Given instruction: Starting at the line that has "to locate thumb" and stopping after the line that has "left=334, top=313, right=342, bottom=332", write those lines out again with "thumb" changed to "index finger" and nothing else altered.

Task input:
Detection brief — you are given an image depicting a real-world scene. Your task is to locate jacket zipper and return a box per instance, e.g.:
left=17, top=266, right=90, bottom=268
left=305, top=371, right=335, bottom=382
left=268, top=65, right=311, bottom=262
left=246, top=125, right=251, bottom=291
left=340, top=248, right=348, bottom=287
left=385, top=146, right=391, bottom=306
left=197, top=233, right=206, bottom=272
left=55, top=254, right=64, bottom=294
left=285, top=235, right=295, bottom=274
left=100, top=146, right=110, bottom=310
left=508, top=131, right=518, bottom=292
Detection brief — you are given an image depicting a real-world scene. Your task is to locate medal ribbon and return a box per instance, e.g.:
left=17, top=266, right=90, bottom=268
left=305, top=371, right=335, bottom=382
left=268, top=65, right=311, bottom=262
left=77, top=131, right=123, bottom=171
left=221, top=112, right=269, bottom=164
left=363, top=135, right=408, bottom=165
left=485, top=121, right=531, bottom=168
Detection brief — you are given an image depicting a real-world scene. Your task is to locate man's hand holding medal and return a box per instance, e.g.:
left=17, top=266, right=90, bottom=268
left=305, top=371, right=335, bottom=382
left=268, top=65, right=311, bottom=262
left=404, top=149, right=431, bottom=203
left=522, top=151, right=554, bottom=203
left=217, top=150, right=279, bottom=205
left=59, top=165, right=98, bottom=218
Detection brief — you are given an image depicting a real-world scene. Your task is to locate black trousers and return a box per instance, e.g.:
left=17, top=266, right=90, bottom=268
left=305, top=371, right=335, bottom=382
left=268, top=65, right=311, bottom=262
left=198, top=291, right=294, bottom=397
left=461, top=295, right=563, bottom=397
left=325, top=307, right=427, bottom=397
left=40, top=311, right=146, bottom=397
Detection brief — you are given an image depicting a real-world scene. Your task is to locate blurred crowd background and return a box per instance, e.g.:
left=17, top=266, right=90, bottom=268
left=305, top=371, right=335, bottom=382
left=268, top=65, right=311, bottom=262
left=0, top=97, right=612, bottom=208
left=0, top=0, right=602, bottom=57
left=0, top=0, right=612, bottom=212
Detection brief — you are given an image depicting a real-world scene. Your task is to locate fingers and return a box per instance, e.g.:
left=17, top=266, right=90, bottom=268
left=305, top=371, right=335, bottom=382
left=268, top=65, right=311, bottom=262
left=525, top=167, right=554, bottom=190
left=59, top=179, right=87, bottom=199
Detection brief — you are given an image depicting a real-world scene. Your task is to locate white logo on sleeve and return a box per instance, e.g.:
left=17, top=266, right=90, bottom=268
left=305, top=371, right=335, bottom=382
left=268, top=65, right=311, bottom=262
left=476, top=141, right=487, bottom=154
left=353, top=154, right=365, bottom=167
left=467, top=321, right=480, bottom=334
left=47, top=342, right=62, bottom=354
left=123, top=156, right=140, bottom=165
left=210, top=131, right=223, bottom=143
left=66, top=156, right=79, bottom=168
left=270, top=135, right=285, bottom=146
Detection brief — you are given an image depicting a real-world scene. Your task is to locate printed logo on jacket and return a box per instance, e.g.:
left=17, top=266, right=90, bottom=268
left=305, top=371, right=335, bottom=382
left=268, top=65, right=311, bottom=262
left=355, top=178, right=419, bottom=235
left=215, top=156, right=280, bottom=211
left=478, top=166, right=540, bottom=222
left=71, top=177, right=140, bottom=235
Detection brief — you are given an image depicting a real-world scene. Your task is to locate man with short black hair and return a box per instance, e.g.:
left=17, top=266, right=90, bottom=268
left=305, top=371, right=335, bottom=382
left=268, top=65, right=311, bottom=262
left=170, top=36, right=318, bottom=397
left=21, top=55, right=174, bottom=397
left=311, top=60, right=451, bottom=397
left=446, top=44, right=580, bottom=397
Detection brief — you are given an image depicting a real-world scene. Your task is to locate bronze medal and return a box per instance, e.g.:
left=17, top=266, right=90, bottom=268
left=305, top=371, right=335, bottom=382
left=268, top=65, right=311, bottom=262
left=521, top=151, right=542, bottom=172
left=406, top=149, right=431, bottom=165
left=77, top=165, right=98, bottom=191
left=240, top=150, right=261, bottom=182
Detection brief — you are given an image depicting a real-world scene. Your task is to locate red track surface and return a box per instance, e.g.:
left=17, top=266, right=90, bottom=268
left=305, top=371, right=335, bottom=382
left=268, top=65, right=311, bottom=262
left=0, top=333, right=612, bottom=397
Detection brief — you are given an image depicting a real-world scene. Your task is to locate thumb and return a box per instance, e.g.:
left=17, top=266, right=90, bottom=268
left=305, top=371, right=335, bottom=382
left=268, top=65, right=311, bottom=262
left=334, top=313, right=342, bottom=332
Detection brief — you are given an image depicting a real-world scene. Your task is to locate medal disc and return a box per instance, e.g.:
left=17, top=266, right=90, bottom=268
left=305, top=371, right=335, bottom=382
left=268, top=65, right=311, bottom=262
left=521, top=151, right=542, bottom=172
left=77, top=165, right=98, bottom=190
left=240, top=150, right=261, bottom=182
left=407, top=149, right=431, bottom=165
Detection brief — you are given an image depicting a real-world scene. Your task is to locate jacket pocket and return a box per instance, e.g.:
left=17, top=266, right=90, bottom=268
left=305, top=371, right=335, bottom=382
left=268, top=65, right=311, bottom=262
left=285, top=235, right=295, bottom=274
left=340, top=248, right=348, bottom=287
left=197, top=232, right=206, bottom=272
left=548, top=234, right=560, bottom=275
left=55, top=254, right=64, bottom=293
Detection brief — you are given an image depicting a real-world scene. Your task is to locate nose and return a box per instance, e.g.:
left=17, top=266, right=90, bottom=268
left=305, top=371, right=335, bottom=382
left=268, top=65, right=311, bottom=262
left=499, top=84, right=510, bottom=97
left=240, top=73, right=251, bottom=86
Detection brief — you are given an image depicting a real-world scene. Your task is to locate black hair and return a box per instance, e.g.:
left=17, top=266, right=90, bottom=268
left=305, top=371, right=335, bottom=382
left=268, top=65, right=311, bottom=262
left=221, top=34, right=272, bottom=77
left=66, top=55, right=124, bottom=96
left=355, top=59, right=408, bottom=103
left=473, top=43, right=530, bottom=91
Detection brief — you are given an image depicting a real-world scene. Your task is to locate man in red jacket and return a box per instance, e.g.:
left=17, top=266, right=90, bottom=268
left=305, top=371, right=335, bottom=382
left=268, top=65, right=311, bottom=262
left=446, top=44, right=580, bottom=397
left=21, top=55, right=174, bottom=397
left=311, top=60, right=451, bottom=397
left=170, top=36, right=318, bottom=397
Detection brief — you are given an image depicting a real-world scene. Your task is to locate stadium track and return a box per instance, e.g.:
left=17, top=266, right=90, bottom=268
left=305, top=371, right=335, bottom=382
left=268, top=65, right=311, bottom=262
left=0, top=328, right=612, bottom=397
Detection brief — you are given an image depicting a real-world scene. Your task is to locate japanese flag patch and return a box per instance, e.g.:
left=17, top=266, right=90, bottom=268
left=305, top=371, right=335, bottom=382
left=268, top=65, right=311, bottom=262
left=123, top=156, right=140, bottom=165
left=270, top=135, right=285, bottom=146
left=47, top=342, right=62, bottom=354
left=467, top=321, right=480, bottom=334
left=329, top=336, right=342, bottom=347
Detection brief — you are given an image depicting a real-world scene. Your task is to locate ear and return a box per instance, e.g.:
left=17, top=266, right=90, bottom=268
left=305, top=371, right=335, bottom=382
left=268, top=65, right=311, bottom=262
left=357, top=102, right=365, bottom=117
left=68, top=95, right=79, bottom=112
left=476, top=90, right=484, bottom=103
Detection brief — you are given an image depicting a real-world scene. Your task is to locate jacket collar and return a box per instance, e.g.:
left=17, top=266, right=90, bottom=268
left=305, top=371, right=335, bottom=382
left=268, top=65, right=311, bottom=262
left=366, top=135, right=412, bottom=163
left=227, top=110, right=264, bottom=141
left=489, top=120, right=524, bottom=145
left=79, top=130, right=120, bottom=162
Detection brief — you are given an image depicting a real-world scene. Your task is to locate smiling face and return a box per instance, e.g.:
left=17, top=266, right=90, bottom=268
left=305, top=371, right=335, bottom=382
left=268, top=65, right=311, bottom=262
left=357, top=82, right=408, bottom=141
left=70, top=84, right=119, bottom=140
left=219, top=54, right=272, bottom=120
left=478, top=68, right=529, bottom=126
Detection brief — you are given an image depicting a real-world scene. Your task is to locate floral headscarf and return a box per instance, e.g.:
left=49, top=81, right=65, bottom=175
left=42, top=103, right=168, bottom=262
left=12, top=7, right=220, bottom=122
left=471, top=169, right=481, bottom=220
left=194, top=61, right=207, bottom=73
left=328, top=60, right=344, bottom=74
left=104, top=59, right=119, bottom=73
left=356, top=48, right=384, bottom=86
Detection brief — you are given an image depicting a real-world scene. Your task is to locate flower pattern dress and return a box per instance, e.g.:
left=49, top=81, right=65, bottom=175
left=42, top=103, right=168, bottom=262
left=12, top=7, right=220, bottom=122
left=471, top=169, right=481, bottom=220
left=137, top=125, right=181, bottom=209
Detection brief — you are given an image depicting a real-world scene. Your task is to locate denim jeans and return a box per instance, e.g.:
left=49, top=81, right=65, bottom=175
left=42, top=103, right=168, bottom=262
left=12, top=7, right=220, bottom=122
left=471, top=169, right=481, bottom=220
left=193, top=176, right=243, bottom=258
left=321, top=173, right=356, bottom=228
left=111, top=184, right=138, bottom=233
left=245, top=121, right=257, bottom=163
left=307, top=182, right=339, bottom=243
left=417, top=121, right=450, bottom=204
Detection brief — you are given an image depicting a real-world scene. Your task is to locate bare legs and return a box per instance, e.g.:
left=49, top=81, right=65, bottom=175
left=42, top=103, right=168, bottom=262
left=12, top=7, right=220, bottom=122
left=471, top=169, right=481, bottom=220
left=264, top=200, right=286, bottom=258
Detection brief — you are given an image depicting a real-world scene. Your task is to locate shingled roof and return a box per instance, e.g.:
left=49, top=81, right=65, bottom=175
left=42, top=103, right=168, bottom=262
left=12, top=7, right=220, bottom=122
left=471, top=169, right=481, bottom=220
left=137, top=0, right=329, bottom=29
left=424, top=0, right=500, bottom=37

Expected output:
Detection brief — you are given an image depicting a real-world scene. Your task is to locate index finger and return a box per instance, e.g.:
left=17, top=266, right=90, bottom=268
left=305, top=371, right=335, bottom=382
left=268, top=65, right=311, bottom=262
left=334, top=313, right=342, bottom=332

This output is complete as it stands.